======== Dataset records ========
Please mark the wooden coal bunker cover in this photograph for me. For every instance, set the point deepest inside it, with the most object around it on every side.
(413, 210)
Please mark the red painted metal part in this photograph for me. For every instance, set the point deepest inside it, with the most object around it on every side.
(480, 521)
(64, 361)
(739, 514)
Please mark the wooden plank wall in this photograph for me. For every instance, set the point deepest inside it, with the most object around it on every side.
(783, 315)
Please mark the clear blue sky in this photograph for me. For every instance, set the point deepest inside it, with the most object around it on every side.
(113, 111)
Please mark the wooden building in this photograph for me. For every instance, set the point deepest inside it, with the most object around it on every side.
========
Exercise description:
Please reproduce the records word for word, from the line containing "Please mark the red" through the end of the records, inclusive.

Full answer:
Please mark the red painted metal part in this photograph for me. For every instance, set the point deepest inside it, with the most object around it on every side.
(480, 521)
(64, 361)
(739, 514)
Please mark the wooden plank wall in this photograph for me. For every instance, set the point deepest inside it, with the most object around it on every side.
(783, 315)
Please mark the clear blue sky in this photograph for me. For every instance, set the point deepest inside it, with the most object around it on every side.
(113, 111)
Please mark the wooden building in this photograph for me. For every instance, set the point deepest inside it, with the most object around it on every side.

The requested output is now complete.